Vincent Boulanger : Sur de nombreux points, le rapport ne présente qu’une partie de la réalité. Par exemple, sur les stations de stockage hydraulique (STEP), l’auteur affirme qu’il faudrait multiplier leur nombre par 200 pour intégrer toutes les énergies intermittentes prévues et que la géographie du pays ne le permet pas. Outre le fait que ce chiffre soit contestable, l’auteur ne précise pas que l’Allemagne tire une ligne de 1400 MW avec la Norvège (Nordlink) pour utiliser ses STEP à elle.

GU : Selon le rapport, l’Allemagne fait reposer la stabilité de son réseau électrique sur ceux de ses voisins car “les échanges physiques avec l’étranger augmentent en volume et en fréquence”. Est-ce un problème ? 

Claudio Rumolino : Pourquoi faire ce reproche à l’Allemagne ? C’est à cela que sert un réseau. Au plus fort de l’hiver, les Français connaîtraient des black-out à cause du chauffage électrique, si les Allemands n’envoyaient pas leur courant. Depuis une dizaine d’années, le bilan des échanges profite essentiellement à la France. La preuve avec un cas d’école : en février 2012, l’appel de puissance en France a atteint 102 GW, pas loin du double du parc nucléaire tricolore (63 GW). Depuis, l’Hexagone n’est pas allé jusque-là mais les 90 GW sont facilement atteints l’hiver.

André-Jean Guérin : Le problème, c’est qu’il y a une telle variabilité de la production électrique allemande liée aux EnR intermittentes que le pays utilise les interconnexions jusqu’à leurs extrêmes limites physiques. Par exemple, la Pologne a décidé d’installer des dispositifs permettant de couper l’interconnexion pour éviter que son propre réseau ne sature lorsque l’Allemagne produit trop d’électricité.

*Contacté par GreenUnivers, EDF n’a pas confirmé le statut juridique actuel d’Etienne Beeker. Ce dernier est en charge des questions énergétiques chez France Stratégie. Il a travaillé plusieurs années à la R&D d’EDF, notamment dans le domaine de la modélisation et l’optimisation des systèmes électriques.

## LIGNES DE DONNÉES

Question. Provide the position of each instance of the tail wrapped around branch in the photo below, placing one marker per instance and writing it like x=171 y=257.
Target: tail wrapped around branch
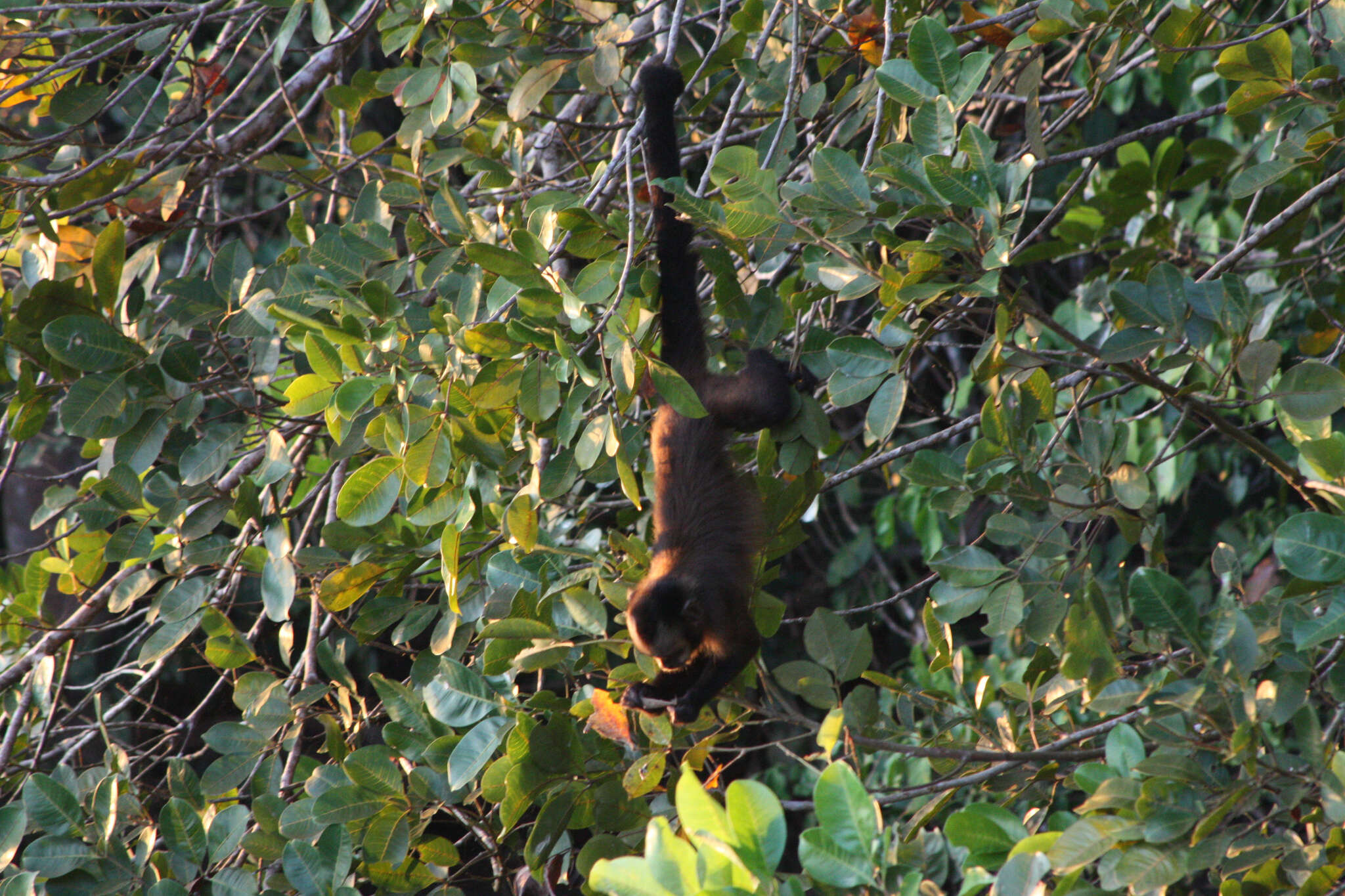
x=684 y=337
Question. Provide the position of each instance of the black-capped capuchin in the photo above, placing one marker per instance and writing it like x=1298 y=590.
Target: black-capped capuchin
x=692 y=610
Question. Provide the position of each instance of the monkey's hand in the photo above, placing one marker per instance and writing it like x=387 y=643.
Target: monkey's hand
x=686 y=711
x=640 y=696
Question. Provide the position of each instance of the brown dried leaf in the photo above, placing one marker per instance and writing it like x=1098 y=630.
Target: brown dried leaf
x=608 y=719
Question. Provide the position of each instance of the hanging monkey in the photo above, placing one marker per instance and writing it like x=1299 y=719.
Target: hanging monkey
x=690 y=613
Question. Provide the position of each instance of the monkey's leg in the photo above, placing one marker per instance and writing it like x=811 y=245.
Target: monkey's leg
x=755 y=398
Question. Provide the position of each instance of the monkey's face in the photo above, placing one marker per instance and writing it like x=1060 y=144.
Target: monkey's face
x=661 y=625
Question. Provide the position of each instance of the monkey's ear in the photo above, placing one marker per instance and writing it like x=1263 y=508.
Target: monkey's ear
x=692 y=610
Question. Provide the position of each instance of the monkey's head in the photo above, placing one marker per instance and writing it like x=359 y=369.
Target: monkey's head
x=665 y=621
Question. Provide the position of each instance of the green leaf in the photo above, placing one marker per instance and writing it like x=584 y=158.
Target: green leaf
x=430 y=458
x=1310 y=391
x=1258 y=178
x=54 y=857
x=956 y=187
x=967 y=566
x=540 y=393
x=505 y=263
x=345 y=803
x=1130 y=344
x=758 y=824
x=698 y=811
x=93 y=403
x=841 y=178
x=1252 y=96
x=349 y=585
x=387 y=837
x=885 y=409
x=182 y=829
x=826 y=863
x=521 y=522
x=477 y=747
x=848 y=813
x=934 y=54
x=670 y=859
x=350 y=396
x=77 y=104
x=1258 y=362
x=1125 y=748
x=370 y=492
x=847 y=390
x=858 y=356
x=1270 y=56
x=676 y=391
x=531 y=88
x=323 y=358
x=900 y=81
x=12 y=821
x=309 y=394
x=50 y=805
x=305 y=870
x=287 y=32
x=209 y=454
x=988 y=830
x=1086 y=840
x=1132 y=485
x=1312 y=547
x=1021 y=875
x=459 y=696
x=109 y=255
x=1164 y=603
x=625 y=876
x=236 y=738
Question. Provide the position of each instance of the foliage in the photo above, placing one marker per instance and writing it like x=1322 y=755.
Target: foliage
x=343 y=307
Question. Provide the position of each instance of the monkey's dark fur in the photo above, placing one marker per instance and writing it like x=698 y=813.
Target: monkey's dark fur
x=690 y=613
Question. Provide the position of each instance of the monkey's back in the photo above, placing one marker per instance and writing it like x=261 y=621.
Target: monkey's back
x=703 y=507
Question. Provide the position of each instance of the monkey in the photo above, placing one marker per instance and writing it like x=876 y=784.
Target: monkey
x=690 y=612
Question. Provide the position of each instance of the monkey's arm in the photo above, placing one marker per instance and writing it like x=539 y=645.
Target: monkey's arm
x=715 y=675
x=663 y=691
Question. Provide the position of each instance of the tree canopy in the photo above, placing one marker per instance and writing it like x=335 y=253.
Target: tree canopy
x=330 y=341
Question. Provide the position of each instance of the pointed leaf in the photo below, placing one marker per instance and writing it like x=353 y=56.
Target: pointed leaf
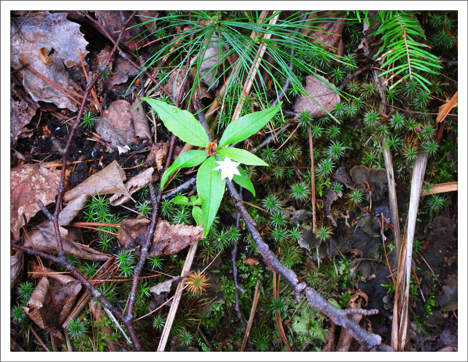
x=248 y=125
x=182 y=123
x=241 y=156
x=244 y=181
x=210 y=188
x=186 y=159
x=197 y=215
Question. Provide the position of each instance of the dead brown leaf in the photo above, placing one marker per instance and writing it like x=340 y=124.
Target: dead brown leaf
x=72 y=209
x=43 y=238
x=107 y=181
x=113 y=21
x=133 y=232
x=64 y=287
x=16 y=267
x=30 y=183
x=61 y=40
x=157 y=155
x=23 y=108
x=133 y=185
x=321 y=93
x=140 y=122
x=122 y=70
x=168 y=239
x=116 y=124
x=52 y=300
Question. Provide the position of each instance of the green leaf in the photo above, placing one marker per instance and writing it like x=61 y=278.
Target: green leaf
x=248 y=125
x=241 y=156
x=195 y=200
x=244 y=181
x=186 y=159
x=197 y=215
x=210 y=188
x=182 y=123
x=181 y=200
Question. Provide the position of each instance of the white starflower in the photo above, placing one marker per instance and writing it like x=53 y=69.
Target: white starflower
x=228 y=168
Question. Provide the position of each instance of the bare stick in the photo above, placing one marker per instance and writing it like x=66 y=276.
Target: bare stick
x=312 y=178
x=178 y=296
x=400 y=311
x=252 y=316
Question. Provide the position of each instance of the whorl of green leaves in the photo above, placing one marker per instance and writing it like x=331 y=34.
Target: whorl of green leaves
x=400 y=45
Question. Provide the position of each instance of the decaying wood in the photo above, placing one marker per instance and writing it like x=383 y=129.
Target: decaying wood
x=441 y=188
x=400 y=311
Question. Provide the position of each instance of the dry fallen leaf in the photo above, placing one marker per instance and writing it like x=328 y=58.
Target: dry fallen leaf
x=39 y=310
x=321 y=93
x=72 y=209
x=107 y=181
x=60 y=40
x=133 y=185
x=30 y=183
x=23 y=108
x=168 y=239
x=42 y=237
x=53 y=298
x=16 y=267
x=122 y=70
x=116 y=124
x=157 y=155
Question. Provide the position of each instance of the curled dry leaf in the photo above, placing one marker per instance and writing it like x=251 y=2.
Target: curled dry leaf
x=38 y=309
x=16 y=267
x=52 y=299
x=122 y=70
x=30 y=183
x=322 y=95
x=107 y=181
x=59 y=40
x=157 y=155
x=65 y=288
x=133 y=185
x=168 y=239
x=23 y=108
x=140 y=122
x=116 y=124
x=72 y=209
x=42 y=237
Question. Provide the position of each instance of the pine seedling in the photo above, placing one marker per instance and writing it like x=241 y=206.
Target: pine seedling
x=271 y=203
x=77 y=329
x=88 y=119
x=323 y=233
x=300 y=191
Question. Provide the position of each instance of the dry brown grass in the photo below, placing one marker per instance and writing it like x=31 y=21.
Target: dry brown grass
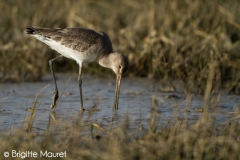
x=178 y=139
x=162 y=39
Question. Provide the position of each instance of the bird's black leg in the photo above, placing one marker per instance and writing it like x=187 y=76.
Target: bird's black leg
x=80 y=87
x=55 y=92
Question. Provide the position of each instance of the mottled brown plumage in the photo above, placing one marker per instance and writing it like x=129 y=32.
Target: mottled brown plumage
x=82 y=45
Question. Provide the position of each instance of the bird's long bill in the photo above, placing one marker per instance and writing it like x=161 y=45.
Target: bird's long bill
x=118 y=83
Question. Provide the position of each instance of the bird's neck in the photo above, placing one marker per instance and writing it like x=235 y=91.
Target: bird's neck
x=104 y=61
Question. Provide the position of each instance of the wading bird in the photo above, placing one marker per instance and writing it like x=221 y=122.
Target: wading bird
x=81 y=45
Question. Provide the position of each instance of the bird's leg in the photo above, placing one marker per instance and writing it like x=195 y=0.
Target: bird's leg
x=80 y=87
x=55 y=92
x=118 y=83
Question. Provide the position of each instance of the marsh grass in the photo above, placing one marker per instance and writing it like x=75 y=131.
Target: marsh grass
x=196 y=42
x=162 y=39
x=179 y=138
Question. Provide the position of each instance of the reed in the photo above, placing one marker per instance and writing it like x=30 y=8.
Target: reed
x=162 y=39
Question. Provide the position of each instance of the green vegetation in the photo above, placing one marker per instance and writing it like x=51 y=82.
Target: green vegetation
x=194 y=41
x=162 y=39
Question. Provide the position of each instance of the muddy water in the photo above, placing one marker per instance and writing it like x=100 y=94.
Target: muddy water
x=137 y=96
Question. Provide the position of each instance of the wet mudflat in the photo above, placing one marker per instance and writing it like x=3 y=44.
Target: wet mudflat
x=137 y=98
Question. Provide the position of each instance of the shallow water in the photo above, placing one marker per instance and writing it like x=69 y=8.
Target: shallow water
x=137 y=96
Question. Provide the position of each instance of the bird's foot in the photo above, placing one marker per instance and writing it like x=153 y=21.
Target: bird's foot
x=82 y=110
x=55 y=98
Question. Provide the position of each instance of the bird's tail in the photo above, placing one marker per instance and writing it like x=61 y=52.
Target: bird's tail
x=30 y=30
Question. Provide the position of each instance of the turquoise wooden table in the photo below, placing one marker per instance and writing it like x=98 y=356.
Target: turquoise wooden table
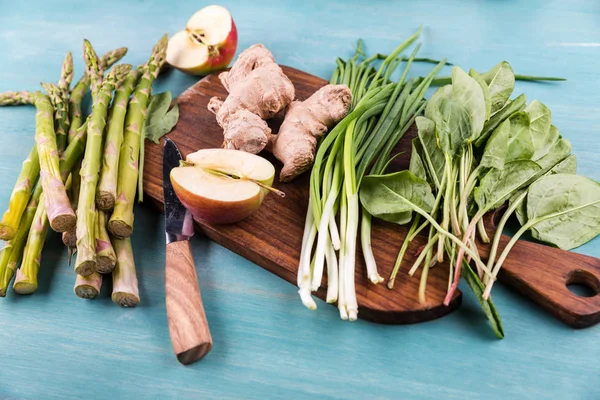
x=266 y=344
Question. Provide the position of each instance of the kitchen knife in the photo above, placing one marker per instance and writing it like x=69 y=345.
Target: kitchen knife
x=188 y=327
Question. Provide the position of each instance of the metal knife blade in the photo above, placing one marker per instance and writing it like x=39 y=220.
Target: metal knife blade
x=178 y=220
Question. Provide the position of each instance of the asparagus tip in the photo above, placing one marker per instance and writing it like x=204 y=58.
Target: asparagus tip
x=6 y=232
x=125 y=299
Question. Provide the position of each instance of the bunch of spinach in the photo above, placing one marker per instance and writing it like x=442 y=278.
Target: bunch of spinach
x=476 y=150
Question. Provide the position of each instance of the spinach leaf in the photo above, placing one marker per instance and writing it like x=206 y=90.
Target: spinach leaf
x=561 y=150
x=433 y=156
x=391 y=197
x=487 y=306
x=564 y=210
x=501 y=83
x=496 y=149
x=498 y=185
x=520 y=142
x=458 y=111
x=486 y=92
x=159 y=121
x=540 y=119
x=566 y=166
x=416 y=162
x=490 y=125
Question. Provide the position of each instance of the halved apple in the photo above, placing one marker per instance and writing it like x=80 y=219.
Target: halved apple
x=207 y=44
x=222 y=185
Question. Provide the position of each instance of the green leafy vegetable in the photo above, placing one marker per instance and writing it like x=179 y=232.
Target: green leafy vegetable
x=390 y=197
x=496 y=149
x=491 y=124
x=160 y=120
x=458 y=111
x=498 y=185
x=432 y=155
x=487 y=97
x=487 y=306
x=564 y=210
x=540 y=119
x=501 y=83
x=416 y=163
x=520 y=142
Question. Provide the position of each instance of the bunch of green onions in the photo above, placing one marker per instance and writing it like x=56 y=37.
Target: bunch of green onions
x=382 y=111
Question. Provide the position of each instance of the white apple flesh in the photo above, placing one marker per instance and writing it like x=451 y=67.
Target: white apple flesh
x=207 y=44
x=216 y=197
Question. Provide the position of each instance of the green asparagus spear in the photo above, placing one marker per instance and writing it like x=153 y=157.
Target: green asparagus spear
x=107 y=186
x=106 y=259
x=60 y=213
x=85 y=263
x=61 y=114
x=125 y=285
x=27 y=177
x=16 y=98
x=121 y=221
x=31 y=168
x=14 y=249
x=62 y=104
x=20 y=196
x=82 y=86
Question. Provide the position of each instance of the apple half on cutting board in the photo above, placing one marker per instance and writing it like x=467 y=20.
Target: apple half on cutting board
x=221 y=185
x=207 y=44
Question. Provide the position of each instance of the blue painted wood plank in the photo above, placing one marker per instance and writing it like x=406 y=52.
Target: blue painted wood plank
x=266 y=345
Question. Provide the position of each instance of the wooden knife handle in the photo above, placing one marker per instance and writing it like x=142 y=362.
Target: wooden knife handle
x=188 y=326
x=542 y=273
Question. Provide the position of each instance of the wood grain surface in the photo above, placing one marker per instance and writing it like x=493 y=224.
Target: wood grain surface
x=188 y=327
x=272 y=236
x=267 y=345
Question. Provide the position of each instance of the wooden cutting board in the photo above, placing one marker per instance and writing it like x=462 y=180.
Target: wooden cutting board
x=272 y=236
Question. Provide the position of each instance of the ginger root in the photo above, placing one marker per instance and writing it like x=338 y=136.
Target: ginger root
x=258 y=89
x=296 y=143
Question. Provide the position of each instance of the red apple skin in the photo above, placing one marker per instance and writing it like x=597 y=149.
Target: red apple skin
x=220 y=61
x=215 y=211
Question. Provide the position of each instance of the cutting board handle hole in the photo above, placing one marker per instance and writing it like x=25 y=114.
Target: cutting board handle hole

## TÂCHE DEMANDÉE
Quels sont tous les pays nommés dans l'extrait sur le réseau électrique allemand ? Les items ont une autre provenance que l'extrait.

## RÉPONSE COMPLÈTE
Allemagne, Norvège, France, Pologne